== Work instruction ==
Return every line of the data below character for character, leaving out the pictures.

== Supplied records ==
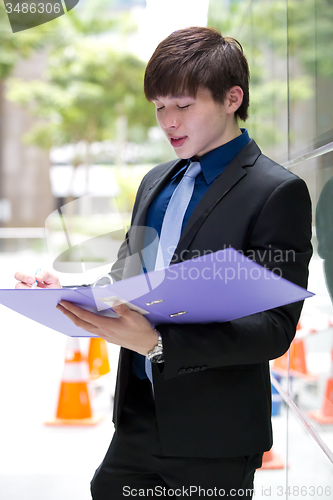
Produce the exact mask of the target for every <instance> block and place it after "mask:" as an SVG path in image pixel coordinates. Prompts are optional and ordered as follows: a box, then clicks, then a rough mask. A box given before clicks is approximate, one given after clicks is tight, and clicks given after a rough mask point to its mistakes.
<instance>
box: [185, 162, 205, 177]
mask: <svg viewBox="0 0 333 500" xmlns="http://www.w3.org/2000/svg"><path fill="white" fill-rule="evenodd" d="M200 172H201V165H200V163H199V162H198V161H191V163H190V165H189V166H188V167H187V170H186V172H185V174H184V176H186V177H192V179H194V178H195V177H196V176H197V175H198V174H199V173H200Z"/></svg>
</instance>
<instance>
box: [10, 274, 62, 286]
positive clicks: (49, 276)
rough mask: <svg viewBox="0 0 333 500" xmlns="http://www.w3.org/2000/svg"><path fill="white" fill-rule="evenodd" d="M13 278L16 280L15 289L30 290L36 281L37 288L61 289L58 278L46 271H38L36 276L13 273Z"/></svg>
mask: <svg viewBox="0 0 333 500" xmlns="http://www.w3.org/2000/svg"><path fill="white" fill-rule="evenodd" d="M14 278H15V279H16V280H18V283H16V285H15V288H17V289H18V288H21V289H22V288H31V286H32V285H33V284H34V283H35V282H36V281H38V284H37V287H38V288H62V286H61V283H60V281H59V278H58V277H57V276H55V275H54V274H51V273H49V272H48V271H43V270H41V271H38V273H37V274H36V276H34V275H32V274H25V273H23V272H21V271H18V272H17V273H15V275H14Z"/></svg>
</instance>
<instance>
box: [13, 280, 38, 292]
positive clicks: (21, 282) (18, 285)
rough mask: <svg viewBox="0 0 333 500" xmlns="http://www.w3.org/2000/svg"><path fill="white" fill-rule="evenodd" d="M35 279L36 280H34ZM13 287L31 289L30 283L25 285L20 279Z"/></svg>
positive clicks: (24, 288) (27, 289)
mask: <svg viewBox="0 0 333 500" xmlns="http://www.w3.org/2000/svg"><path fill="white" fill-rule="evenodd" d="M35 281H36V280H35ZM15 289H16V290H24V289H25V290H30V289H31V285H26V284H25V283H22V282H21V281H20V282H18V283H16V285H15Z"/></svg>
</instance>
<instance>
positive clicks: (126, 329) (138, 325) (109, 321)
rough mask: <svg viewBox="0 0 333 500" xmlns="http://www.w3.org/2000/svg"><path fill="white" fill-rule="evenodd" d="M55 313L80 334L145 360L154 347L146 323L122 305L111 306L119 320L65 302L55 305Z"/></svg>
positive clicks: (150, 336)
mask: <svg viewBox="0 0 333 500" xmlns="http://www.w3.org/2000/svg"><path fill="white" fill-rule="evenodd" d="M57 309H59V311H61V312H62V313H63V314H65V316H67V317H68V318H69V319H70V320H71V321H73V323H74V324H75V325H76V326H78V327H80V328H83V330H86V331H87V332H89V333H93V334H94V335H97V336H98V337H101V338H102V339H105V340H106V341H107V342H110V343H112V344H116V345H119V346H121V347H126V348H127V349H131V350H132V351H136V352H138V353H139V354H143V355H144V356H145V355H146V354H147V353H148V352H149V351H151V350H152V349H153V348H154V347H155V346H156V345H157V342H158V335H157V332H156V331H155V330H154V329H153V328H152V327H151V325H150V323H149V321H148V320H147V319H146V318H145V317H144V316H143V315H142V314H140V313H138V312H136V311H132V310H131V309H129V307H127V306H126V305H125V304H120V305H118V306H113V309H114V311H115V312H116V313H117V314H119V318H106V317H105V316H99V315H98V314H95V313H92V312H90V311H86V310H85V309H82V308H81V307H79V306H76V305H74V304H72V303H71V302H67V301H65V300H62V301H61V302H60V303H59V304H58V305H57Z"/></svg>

== Finished task ==
Produce the exact mask of the target for every <instance> block and place it after "mask:" as an SVG path in image pixel coordinates. Prompts are optional and ordered as follows: a box, then clicks, then a rough mask. A box given before clicks is approximate, one given after clicks is tight, and clicks given after a rough mask point to its mistakes.
<instance>
box: [185, 162, 205, 177]
mask: <svg viewBox="0 0 333 500" xmlns="http://www.w3.org/2000/svg"><path fill="white" fill-rule="evenodd" d="M200 172H201V165H200V163H199V162H198V161H191V163H190V165H189V166H188V167H187V170H186V172H185V174H184V176H186V177H192V179H194V178H195V177H196V176H197V175H198V174H199V173H200Z"/></svg>
</instance>
<instance>
box: [10, 274, 62, 286]
positive clicks: (49, 276)
rough mask: <svg viewBox="0 0 333 500" xmlns="http://www.w3.org/2000/svg"><path fill="white" fill-rule="evenodd" d="M13 278L16 280L15 289L30 290L36 281L37 288L61 289L58 278L46 271H38L36 276L13 273Z"/></svg>
mask: <svg viewBox="0 0 333 500" xmlns="http://www.w3.org/2000/svg"><path fill="white" fill-rule="evenodd" d="M14 278H15V279H16V280H18V283H16V285H15V288H17V289H18V288H21V289H22V288H31V286H32V285H33V284H34V283H35V282H36V281H38V284H37V287H38V288H62V286H61V283H60V281H59V278H58V277H57V276H55V275H54V274H51V273H49V272H48V271H43V270H41V271H38V273H37V274H36V276H34V275H32V274H25V273H23V272H21V271H18V272H17V273H15V275H14Z"/></svg>
</instance>
<instance>
box: [13, 280, 38, 292]
positive clicks: (21, 282) (18, 285)
rough mask: <svg viewBox="0 0 333 500" xmlns="http://www.w3.org/2000/svg"><path fill="white" fill-rule="evenodd" d="M35 279L36 280H34ZM13 287L31 289L30 283L25 285L20 279Z"/></svg>
positive clicks: (24, 288) (27, 289)
mask: <svg viewBox="0 0 333 500" xmlns="http://www.w3.org/2000/svg"><path fill="white" fill-rule="evenodd" d="M35 281H36V280H35ZM15 289H16V290H24V289H25V290H30V289H31V285H26V284H25V283H22V282H21V281H20V282H18V283H16V285H15Z"/></svg>
</instance>
<instance>
positive clicks: (126, 329) (138, 325) (109, 321)
rough mask: <svg viewBox="0 0 333 500" xmlns="http://www.w3.org/2000/svg"><path fill="white" fill-rule="evenodd" d="M55 313L80 334L145 360L154 347L146 323L122 305L111 306L119 320L65 302L55 305Z"/></svg>
positive clicks: (150, 336)
mask: <svg viewBox="0 0 333 500" xmlns="http://www.w3.org/2000/svg"><path fill="white" fill-rule="evenodd" d="M57 309H59V311H61V312H62V313H63V314H65V316H67V317H68V318H69V319H70V320H71V321H73V323H74V324H75V325H76V326H78V327H80V328H83V330H86V331H87V332H89V333H93V334H94V335H97V336H98V337H101V338H102V339H105V340H106V341H107V342H110V343H112V344H116V345H119V346H121V347H126V348H127V349H131V350H132V351H136V352H138V353H139V354H143V355H144V356H145V355H146V354H147V353H148V352H149V351H151V350H152V349H153V348H154V347H155V346H156V345H157V342H158V335H157V332H156V331H155V330H154V329H153V328H152V327H151V325H150V323H149V321H148V320H147V319H146V318H145V317H144V316H143V315H142V314H140V313H138V312H136V311H132V310H131V309H129V307H127V306H126V305H125V304H120V305H118V306H113V309H114V311H115V312H116V313H117V314H119V318H106V317H105V316H99V315H98V314H95V313H92V312H90V311H86V310H85V309H82V308H81V307H79V306H76V305H74V304H72V303H71V302H67V301H65V300H62V301H61V302H60V303H59V304H58V305H57Z"/></svg>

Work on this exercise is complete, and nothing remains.